[start of Exercise data]

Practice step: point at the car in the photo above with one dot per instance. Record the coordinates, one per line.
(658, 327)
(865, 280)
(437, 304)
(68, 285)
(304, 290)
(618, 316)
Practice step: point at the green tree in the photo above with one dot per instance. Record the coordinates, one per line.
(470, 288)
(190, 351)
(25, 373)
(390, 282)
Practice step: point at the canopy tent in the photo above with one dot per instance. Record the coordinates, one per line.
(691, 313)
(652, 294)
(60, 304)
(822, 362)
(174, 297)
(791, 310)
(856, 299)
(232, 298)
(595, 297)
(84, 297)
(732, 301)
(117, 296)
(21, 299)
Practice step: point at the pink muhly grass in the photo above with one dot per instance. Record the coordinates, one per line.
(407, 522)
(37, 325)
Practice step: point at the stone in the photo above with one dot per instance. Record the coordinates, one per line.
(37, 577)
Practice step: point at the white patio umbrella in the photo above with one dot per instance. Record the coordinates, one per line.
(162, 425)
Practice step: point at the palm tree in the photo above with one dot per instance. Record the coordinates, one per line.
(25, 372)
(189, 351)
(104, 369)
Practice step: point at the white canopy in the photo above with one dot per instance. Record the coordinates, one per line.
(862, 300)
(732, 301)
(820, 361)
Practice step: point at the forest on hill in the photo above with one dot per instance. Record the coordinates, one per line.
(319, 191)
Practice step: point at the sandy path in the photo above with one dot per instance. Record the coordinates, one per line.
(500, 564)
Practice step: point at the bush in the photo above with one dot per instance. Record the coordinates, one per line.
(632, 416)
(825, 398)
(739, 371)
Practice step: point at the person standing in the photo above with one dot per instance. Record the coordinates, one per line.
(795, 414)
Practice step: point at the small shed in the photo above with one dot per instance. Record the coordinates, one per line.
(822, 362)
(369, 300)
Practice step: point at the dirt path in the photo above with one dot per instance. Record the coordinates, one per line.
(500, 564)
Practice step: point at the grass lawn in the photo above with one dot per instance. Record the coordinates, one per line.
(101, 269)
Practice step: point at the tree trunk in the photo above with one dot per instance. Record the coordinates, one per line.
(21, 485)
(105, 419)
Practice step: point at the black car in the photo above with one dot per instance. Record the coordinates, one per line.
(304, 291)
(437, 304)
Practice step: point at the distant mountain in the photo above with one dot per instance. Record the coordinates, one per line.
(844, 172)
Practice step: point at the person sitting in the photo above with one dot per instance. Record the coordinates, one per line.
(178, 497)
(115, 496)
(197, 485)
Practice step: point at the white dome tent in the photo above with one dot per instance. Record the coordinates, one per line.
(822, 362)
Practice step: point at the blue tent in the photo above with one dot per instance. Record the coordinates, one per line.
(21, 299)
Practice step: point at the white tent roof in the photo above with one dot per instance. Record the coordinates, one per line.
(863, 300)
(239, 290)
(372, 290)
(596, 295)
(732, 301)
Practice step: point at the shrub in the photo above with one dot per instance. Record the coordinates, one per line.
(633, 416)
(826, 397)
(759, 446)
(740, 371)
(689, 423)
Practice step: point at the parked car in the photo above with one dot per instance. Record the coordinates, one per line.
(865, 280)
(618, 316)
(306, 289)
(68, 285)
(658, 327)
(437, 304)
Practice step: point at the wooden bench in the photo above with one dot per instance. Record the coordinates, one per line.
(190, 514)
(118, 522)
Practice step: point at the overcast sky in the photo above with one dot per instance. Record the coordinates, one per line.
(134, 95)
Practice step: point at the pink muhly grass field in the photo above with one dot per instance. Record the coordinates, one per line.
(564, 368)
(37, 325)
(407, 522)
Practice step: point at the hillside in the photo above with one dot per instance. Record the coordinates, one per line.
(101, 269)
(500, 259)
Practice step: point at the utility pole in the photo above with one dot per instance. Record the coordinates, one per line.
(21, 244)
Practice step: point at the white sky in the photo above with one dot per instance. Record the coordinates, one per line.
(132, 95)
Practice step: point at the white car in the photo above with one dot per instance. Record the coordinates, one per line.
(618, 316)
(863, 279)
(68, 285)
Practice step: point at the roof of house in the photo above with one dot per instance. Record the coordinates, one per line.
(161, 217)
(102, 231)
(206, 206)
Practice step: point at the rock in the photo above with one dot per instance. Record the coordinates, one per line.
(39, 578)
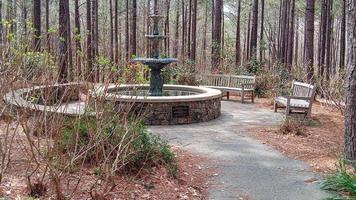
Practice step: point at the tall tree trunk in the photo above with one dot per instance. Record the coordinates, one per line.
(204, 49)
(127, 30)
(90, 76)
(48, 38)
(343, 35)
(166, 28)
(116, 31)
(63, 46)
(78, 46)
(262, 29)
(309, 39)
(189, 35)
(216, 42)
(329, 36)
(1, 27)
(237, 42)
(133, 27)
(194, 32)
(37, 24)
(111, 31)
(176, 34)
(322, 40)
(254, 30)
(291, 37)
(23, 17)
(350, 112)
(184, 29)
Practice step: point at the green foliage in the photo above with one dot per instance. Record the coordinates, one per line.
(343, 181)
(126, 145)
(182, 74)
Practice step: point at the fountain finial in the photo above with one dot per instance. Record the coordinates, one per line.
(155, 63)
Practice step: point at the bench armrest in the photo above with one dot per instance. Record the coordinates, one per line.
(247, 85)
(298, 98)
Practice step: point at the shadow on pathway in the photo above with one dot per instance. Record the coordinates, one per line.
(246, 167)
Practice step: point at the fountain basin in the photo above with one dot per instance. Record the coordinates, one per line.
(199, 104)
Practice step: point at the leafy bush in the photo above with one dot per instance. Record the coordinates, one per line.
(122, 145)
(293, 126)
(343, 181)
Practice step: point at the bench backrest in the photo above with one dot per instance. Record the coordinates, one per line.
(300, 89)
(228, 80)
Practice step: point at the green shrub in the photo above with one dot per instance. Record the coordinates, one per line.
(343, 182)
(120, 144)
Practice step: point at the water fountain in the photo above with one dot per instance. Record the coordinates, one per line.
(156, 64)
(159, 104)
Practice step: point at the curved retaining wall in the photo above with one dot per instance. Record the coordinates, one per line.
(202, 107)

[end of Exercise data]
[start of Exercise data]

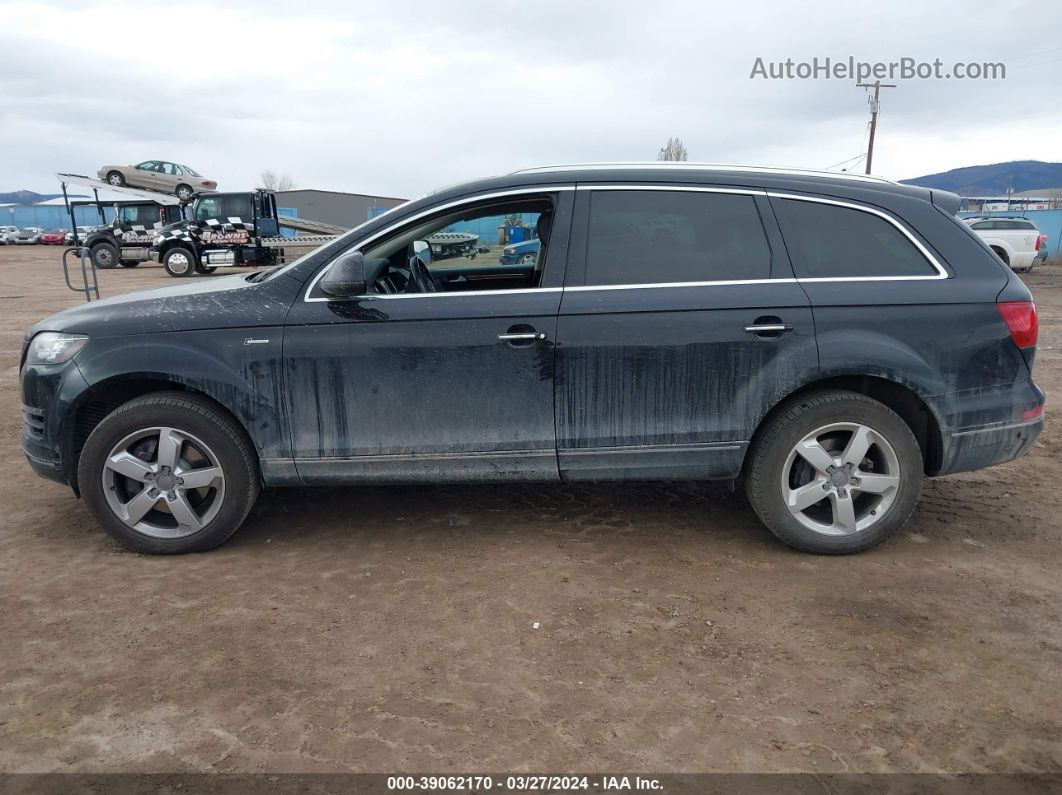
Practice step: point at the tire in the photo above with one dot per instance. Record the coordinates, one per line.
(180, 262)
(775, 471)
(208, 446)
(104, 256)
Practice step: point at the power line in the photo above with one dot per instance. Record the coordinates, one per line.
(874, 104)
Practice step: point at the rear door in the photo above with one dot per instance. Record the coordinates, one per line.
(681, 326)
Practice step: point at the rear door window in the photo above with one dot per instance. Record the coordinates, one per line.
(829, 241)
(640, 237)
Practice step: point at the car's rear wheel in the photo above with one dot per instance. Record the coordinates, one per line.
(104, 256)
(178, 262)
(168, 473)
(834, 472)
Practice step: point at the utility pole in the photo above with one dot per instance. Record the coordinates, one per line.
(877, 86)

[end of Exercise data]

**Your goal**:
How many lines in the rows above contain the string "trunk", with case significant? Reply with the number alone.

**Result**:
2